Aim: From the line that includes "tire? Mark that spot." to the last line of the records that follow, copy every line exactly and nothing more, omitting pictures.
╭──
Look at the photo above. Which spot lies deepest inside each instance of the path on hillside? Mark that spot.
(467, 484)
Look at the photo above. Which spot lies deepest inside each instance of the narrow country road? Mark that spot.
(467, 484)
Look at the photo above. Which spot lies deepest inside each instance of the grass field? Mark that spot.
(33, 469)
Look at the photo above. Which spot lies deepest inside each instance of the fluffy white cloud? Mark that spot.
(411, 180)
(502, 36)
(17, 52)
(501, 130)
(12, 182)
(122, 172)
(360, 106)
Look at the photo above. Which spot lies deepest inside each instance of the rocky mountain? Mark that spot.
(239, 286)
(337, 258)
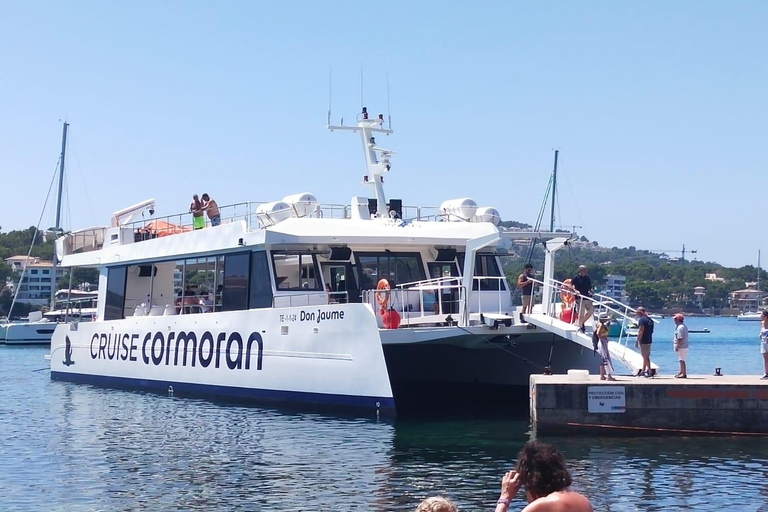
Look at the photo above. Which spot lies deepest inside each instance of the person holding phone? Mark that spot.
(541, 471)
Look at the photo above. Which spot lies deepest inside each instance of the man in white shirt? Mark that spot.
(680, 343)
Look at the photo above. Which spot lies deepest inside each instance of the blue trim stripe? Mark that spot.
(181, 389)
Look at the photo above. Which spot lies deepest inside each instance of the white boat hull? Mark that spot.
(324, 355)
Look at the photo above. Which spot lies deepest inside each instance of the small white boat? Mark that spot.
(34, 330)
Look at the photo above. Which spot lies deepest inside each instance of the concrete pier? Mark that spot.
(633, 405)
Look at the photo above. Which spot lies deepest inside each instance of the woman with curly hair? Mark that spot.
(541, 470)
(436, 504)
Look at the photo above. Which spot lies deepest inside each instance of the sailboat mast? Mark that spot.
(554, 191)
(57, 228)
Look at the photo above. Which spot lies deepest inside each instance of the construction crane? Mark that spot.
(681, 252)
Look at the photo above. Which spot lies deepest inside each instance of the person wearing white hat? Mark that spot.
(681, 345)
(606, 365)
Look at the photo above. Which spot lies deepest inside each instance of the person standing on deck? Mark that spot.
(681, 345)
(212, 209)
(602, 330)
(644, 340)
(525, 283)
(583, 285)
(764, 341)
(198, 217)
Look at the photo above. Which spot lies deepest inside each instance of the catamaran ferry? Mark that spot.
(367, 305)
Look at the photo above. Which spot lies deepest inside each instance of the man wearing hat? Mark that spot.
(681, 344)
(602, 330)
(583, 285)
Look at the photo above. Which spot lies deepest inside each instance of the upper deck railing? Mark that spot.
(92, 239)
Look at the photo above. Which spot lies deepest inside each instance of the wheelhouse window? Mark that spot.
(296, 272)
(486, 265)
(261, 284)
(397, 268)
(115, 302)
(237, 269)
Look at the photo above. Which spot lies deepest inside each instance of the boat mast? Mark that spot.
(377, 159)
(554, 191)
(57, 227)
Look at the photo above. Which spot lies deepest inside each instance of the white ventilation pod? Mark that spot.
(302, 204)
(459, 209)
(270, 214)
(487, 214)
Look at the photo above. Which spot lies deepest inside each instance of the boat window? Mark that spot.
(195, 283)
(236, 277)
(261, 283)
(397, 268)
(115, 302)
(296, 271)
(485, 265)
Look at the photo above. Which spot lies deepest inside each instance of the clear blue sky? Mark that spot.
(658, 109)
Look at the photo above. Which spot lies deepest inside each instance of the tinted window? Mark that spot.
(115, 303)
(485, 265)
(261, 286)
(397, 268)
(296, 271)
(236, 275)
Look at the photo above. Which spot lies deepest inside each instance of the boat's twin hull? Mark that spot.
(329, 355)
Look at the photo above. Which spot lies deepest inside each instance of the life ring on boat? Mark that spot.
(568, 293)
(382, 294)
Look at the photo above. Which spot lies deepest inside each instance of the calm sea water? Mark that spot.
(71, 447)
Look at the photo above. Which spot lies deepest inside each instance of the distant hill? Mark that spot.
(653, 280)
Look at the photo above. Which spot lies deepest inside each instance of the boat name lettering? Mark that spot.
(181, 348)
(320, 316)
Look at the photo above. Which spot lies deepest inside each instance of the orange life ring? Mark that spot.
(382, 293)
(568, 293)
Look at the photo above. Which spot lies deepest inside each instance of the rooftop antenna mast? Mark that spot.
(389, 116)
(377, 159)
(554, 191)
(330, 89)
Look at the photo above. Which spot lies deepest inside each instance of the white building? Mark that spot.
(616, 288)
(747, 300)
(38, 279)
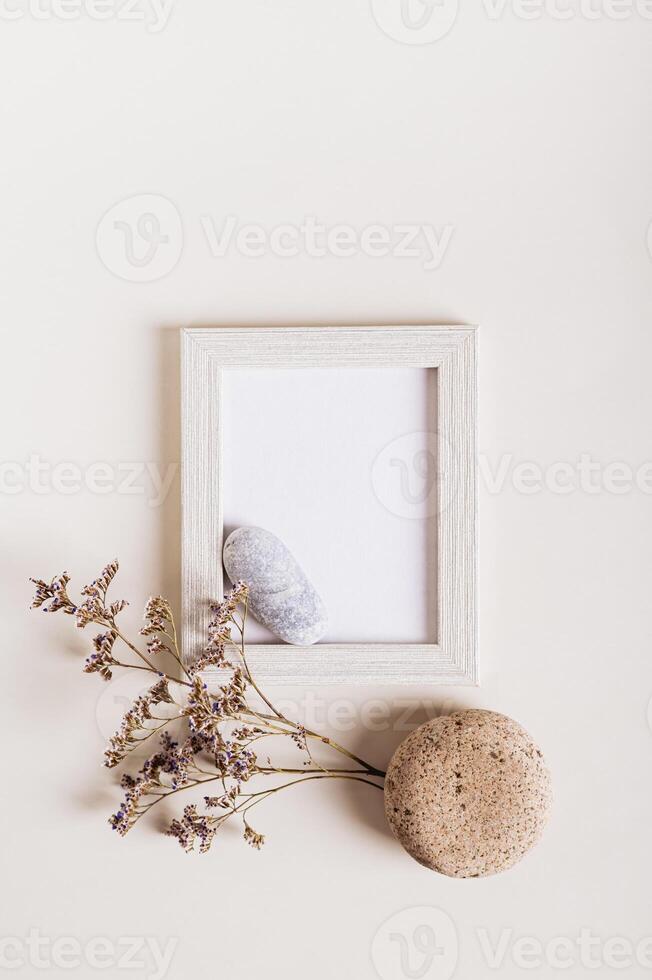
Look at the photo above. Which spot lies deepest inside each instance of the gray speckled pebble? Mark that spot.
(467, 795)
(280, 595)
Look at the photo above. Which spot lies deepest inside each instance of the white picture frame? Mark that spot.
(451, 350)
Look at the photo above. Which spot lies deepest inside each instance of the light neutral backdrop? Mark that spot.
(525, 144)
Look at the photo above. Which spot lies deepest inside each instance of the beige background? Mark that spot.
(530, 138)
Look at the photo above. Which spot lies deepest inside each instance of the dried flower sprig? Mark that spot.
(222, 728)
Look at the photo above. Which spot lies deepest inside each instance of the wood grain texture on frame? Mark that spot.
(206, 352)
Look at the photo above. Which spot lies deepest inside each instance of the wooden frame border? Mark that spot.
(206, 352)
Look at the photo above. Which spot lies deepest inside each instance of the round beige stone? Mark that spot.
(468, 794)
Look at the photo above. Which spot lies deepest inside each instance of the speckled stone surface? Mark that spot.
(468, 794)
(281, 596)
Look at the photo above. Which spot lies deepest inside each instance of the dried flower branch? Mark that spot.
(220, 728)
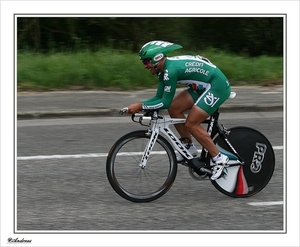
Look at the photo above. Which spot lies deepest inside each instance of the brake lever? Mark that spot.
(122, 111)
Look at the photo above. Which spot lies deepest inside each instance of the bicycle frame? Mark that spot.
(159, 124)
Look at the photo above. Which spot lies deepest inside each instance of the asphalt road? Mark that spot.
(62, 184)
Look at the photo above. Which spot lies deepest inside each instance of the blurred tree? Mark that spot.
(252, 36)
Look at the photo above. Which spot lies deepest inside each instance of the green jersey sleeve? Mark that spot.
(165, 91)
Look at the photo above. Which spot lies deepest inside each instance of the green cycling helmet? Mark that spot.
(157, 50)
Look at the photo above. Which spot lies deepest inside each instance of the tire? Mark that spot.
(138, 184)
(259, 163)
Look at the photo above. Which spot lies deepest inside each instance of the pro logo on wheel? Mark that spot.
(258, 157)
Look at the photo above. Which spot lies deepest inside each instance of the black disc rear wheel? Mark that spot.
(259, 162)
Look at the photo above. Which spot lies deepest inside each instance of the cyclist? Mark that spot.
(207, 88)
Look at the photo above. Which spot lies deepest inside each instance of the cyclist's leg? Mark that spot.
(182, 102)
(206, 105)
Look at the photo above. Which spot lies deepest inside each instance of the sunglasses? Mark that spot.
(146, 61)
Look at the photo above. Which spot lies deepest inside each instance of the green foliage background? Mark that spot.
(101, 53)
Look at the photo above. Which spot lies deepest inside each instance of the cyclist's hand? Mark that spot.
(134, 108)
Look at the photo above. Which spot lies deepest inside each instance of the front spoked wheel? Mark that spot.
(133, 182)
(259, 162)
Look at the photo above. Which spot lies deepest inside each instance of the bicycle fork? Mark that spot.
(149, 147)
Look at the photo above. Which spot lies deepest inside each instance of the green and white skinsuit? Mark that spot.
(206, 83)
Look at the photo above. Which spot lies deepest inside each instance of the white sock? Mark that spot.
(217, 157)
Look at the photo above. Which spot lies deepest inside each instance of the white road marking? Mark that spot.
(90, 155)
(265, 203)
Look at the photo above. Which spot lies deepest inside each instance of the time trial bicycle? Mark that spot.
(141, 166)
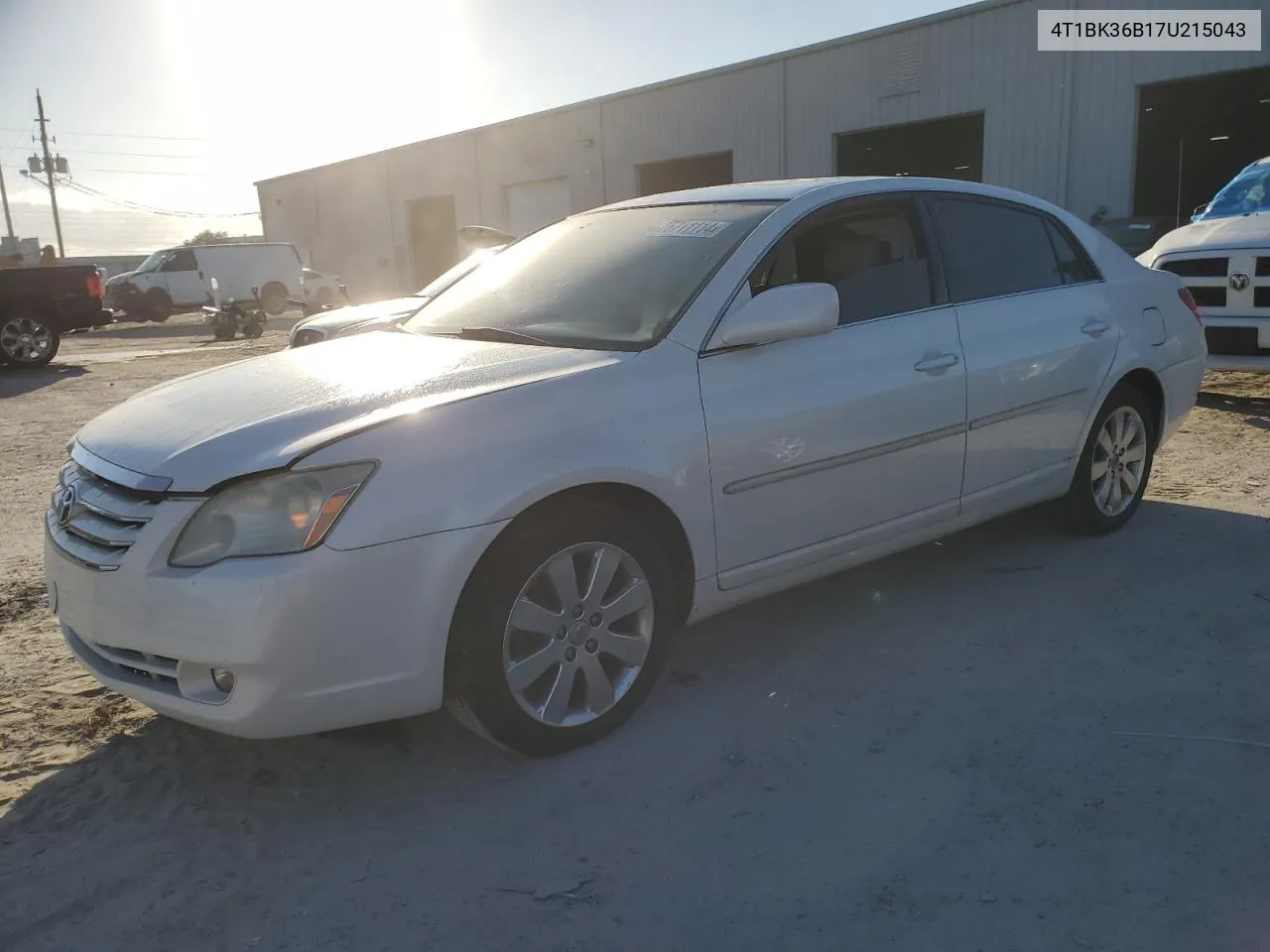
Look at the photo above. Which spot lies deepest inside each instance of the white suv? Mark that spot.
╰──
Exercise result:
Look at the photo above. Which spot lies deepest inside each instance of the tire? Mark that spot.
(138, 184)
(259, 163)
Look at the photo above. Which spot lies deepest inside each instance of the pro logo on wheel? Mark that spot.
(258, 157)
Look at the photo above. Which spot lies deepest inside each instance of the black disc rear wheel? Mark that spot.
(259, 162)
Look at the photo above. Which spot lies deepest inside each instance of the cyclist? Mark that spot.
(207, 88)
Look at the photo above. Which spot lies deepest inside each instance of the cyclist's leg? Mark that spot.
(182, 102)
(206, 105)
Look at the photo above. Which spot lies deepest inside each instance of the sunglasses? Mark that spot.
(146, 61)
Look at the photo above. Which spot lies deepest inside each instance of the green foliage background? Mark that spot.
(101, 53)
Look at the photo above. Which spot lies deepest inside each instance of the cyclist's hand? Mark that spot.
(134, 108)
Look at the photo above. Which spot lies deepest inside each instance of the front spoked wheel? Mark that spot.
(133, 182)
(259, 162)
Look at the photo above. Which spot lies deepest inside each instance of the bicycle fork? Mark that spot.
(149, 147)
Look at the photo above. Which spot lies deepest inside each instance of the green and white skinsuit? Mark that spot.
(206, 83)
Look at the photo above. Which spot lies deepest inside each instance of the white sock? Mark that spot.
(217, 157)
Look at the photo above. Which spot lies deepest inside each instance of the white road marking? Mark that spot.
(90, 155)
(265, 203)
Look at the photo above. Which spot lies deepest inside each instance of the time trial bicycle? Mark that spot.
(141, 166)
Look at the photo above. Which spot lies deepest inside each instance of the white suv? Mark that spot.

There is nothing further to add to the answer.